## ACTIVITY
Extend the news report on the Dallas window washer rescue, picking up right after its final sentence.

--- SELECTED EXTRACT ---

2 Window Washers Rescued After Being Stuck 15 Stories Above Ground: Dallas Fire-Rescue

It is not yet known what caused the scaffolding to fail

Firefighters with Dallas Fire-Rescue pulled two stranded window washers off a high-rise building in North Dallas Wednesday afternoon.

The window washers were in distress and dangling from the Prosperity Bank building at 9330 LBJ Freeway near Abrams after their scaffolding apparently failed and fell to one side just before 2 p.m.

From NBC Dallas-Fort Worth Chopper 5, the scaffolding could be seen hanging vertically with only one set of support wires to the roof intact. It is not yet known what caused the scaffolding to fail.

After raising one of the workers to the roof, a member of the Dallas Fire-Rescue Urban Search and Rescue Team rappelled down the building and secured the second worker to another line before lowering him to the ground at about 2:50 p.m.

Attempts to raise the second man to the roof apparently failed.

Dallas Fire-Rescue spokesman Jason Evans told NBC 5 it appears safety equipment worn by the men worked as it should and kept them safe after the scaffolding failed.

Neither of the men were believed to be seriously injured, though the second man rescued was transported to Presbyterian Hospital in Dallas for an evaluation.

NBC 5 Meteorologist Rick Mitchell estimated winds of 10-15 mph. Mitchell noted that the wind was not severe enough to move the stranded worker or disturb the scaffolding.

--- INPUT DATA ---

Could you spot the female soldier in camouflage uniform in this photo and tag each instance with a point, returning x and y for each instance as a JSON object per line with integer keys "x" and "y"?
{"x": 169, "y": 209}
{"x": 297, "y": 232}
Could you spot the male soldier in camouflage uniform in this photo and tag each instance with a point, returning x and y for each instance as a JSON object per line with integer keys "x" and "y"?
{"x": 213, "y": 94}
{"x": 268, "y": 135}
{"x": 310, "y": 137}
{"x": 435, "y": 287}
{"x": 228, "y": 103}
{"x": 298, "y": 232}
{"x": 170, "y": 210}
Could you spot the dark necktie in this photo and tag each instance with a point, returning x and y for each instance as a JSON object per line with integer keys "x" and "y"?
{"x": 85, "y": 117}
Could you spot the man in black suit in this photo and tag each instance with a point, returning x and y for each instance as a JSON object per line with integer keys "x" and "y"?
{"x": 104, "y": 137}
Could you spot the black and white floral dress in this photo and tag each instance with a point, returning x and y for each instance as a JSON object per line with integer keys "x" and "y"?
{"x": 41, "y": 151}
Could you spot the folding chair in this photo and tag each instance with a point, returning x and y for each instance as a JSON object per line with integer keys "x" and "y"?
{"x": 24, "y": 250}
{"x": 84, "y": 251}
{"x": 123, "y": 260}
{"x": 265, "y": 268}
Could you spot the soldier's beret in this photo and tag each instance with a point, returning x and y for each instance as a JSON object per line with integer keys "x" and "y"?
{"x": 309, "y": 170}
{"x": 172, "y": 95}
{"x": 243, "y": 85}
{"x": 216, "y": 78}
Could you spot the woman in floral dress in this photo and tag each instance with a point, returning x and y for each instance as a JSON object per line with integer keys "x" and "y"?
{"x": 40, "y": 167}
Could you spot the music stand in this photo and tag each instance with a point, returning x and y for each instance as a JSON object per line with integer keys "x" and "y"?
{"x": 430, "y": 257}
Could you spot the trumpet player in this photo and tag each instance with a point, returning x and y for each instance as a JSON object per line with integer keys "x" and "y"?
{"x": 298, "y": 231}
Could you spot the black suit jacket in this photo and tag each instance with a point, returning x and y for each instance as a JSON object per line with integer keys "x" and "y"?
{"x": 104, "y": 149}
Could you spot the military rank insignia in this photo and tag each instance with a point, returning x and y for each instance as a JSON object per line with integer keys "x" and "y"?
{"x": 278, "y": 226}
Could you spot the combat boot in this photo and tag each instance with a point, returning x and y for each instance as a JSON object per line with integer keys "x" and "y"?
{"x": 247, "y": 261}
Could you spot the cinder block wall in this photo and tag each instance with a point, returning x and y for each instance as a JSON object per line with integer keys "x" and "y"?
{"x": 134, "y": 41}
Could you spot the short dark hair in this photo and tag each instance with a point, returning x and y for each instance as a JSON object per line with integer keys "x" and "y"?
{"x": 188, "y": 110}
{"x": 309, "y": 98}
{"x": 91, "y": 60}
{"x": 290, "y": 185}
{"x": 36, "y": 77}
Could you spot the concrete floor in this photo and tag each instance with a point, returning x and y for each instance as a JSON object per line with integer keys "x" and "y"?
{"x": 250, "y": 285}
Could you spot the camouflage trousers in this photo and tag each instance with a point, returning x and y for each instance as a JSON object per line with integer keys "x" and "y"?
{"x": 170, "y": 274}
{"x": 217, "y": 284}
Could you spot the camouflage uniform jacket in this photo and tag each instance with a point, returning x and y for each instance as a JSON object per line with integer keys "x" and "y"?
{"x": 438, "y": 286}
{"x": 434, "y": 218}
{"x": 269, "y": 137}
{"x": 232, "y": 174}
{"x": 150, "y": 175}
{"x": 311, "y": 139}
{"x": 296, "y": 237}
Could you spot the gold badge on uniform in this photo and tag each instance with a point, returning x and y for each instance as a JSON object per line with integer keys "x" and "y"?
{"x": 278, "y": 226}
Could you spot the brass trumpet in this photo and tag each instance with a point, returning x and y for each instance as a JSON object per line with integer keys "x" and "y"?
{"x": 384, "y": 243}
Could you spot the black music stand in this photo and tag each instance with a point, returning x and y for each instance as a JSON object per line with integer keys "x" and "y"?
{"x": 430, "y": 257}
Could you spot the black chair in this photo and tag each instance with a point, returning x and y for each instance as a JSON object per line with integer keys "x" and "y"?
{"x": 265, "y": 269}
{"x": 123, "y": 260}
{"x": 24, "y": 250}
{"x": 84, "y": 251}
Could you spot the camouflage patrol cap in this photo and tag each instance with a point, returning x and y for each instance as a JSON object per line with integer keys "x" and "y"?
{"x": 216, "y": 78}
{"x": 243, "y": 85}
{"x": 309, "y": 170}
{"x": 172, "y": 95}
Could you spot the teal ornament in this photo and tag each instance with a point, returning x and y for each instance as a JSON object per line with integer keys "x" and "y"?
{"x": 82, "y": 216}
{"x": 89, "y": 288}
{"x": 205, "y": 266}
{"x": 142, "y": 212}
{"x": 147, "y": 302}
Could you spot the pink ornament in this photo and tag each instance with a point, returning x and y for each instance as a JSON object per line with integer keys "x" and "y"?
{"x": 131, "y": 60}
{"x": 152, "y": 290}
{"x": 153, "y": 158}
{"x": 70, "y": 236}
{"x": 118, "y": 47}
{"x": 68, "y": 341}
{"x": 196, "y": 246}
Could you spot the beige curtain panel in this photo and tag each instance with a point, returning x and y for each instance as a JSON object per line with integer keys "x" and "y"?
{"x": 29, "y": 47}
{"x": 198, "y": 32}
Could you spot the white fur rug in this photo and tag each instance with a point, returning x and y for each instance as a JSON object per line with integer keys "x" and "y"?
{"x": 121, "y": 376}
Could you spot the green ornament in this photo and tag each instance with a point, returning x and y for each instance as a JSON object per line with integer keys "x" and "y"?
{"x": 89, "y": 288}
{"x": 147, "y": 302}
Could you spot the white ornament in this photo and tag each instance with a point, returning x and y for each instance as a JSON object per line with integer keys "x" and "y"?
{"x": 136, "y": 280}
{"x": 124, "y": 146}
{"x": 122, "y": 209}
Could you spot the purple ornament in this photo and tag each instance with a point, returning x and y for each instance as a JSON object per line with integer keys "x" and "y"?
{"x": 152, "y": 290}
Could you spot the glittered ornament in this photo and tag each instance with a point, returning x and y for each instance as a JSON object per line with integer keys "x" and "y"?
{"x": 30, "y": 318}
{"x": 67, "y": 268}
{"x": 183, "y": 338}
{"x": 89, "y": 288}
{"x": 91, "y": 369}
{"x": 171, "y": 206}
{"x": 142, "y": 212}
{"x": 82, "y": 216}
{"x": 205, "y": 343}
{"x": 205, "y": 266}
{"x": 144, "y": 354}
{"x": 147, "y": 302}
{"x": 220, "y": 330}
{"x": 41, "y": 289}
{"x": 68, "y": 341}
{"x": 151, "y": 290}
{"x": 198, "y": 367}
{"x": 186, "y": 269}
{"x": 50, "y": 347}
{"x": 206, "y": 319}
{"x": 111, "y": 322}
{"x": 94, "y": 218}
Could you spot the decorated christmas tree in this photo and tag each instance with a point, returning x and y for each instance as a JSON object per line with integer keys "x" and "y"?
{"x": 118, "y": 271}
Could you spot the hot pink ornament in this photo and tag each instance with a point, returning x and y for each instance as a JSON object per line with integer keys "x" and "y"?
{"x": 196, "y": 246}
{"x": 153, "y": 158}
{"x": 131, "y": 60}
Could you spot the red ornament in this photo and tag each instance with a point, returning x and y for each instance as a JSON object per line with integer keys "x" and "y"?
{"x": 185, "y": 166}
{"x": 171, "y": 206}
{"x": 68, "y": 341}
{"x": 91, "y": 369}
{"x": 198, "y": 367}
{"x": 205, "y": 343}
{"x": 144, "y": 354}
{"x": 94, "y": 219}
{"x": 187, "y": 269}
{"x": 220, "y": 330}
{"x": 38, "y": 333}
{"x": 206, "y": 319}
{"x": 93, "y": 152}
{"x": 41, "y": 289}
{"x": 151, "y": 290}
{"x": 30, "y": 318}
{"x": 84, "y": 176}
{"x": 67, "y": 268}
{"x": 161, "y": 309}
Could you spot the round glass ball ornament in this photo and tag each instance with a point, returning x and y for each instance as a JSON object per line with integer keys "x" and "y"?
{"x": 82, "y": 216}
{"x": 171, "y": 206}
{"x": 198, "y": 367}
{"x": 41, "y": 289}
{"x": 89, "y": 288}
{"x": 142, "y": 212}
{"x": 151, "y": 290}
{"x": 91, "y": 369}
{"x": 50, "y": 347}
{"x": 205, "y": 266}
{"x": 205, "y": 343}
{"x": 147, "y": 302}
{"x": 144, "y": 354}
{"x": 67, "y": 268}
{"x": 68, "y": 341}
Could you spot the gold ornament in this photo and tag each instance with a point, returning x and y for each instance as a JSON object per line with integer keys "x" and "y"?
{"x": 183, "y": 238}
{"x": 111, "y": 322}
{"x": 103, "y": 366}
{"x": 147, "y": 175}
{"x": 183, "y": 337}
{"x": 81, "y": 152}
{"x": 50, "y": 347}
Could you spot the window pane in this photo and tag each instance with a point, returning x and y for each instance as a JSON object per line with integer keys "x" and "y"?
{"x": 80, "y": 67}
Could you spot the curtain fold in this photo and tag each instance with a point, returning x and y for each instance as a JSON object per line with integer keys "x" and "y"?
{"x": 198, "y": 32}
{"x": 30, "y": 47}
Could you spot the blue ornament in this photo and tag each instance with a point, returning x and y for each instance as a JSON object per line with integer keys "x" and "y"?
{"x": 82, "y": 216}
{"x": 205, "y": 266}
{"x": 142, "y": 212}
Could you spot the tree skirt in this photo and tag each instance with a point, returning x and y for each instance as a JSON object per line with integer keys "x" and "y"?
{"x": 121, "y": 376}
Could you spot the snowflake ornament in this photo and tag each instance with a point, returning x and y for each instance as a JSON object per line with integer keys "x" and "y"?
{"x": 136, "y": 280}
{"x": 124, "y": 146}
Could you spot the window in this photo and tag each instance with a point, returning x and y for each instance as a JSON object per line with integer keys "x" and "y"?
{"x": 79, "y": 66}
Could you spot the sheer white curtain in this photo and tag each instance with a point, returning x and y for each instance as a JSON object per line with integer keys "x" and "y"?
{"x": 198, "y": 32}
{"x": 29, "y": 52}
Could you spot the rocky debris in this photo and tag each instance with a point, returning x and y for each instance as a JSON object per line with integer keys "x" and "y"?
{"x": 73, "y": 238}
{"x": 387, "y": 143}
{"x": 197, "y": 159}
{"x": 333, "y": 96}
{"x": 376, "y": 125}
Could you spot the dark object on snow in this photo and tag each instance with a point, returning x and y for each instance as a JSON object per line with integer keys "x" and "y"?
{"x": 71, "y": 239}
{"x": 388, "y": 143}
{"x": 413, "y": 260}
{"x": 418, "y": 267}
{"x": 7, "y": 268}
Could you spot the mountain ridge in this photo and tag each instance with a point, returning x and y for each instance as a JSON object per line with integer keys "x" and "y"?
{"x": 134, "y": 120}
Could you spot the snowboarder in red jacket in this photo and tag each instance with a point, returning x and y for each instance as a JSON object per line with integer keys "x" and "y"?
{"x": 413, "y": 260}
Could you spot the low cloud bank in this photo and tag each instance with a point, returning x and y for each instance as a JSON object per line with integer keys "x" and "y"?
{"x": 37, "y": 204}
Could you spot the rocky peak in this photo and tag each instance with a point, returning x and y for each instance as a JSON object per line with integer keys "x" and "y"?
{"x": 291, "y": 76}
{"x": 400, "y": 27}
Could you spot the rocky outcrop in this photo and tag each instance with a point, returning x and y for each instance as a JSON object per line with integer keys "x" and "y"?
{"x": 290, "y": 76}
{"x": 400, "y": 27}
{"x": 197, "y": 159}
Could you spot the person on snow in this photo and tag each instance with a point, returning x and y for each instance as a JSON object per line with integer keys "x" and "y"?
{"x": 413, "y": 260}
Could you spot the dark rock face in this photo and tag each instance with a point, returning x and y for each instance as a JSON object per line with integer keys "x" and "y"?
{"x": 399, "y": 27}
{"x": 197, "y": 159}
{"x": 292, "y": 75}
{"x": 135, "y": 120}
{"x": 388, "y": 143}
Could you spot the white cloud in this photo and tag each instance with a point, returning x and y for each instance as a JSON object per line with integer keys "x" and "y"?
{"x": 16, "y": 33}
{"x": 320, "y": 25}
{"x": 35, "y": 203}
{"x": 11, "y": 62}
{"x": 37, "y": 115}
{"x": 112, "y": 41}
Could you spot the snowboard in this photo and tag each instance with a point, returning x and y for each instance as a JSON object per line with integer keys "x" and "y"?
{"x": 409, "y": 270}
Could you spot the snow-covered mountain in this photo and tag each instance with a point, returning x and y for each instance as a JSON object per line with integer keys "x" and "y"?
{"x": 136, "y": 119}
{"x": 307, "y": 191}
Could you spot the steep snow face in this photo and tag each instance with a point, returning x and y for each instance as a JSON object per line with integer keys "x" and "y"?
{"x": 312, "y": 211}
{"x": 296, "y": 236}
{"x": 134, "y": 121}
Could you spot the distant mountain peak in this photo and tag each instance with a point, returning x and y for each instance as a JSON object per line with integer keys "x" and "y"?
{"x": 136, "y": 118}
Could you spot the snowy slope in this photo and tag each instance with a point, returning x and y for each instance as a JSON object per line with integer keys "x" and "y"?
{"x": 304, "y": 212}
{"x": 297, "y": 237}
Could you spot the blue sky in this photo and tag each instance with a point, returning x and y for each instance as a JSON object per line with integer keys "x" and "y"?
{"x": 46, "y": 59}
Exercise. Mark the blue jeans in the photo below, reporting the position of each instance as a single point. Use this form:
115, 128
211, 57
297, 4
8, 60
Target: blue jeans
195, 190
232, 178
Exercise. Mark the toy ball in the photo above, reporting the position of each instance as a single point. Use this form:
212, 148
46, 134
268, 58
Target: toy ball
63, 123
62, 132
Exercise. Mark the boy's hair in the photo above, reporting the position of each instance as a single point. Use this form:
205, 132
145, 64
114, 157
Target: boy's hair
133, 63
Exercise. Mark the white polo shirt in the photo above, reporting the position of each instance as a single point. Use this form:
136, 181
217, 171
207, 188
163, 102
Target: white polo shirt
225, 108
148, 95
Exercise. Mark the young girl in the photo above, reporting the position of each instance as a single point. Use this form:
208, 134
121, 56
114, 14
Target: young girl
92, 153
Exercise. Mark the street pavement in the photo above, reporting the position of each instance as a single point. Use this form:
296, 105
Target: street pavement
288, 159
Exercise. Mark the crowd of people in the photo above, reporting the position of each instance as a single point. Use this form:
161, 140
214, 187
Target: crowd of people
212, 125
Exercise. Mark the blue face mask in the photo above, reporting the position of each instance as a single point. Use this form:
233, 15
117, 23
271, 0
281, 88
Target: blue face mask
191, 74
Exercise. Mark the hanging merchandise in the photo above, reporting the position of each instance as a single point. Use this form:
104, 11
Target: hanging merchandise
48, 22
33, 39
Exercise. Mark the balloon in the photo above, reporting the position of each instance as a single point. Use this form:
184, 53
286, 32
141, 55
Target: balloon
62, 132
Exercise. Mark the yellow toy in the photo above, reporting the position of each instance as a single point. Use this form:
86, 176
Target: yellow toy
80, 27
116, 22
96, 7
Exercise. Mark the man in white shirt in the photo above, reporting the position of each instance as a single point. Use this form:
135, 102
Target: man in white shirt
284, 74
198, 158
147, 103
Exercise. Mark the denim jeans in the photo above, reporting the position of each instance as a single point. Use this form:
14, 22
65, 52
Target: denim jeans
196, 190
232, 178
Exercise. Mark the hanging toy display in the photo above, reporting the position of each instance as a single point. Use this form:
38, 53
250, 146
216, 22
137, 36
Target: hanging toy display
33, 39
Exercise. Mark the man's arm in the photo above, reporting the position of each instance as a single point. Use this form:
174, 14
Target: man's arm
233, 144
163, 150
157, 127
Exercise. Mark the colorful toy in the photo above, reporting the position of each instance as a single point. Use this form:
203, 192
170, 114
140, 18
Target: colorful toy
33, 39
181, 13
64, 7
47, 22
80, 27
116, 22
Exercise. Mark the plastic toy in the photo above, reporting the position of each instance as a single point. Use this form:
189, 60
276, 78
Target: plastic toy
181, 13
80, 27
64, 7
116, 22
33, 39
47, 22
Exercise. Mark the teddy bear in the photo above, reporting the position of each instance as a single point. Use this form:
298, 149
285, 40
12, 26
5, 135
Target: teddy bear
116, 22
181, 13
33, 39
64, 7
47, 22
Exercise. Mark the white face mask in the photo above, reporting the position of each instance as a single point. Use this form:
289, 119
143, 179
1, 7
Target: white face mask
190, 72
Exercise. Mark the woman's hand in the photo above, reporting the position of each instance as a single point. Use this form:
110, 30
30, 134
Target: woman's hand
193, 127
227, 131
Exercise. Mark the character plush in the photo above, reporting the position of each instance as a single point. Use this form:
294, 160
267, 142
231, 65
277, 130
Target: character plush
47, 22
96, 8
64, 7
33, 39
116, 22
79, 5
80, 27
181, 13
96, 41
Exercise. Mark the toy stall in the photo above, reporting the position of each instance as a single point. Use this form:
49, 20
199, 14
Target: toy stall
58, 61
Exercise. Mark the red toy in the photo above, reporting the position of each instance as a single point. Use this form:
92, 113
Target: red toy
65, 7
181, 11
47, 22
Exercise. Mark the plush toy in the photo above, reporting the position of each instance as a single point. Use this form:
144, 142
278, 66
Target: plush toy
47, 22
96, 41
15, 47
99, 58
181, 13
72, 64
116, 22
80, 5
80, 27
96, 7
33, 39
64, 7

---

## WRITTEN RESPONSE
Fire departments in cities with taller buildings, such as Dallas and Fort Worth, train for what happened Wednesday afternoon. 

"We were lucky to have the window washer prop so we can practice the window washer rescue," said Fort Worth Fire Capt. Robert Webb. "Like today, they had one in Dallas today. So it happens."

The Fort Worth Fire Department showed NBC 5 how firefighters train for such situations. They dangled a dummy from a window washing platform on the fifth floor of their training facility. 

"If any of his equipment fails before we get to him, obviously that's the most dangerous part," said firefighter Chris Torrez, as he dangled outside a fifth floor window, making the practice rescue. "Just taking care of business, going down there and helping whoever we need to help."

Torrez said he hasn't had to rescue anyone off the side of a building in real life, but training for it makes him ready for anything.